§ Work to be completed:
Every line from the line containing "column 445, row 345" through the final line below must be returned exactly, and no other line.

Data for this task Start Marker

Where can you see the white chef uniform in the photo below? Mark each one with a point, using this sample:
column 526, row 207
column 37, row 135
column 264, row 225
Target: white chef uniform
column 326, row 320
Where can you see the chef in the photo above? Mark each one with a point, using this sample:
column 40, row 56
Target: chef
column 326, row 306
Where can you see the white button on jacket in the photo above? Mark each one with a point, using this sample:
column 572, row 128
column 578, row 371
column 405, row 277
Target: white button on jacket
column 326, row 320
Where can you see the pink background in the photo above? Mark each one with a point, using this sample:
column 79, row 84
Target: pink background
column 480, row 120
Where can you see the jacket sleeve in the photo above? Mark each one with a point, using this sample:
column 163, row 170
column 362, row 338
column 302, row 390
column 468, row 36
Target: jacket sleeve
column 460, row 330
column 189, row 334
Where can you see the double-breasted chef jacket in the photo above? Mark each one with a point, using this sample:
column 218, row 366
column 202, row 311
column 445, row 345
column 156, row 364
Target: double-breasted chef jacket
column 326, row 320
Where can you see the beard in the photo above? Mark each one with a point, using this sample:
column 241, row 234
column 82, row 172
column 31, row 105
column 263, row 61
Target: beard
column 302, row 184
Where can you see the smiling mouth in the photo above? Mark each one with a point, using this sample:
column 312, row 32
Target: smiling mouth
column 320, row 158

Data for this task End Marker

§ Exercise output:
column 445, row 345
column 156, row 364
Target: double-breasted chef jacket
column 326, row 320
Where can you see the beard in the photo above? Mark each one with a point, using this sample:
column 241, row 234
column 82, row 172
column 31, row 105
column 263, row 61
Target: beard
column 302, row 184
Where can you see the smiling mouth in the photo above? Mark each one with a point, using this sample:
column 312, row 32
Target: smiling mouth
column 320, row 158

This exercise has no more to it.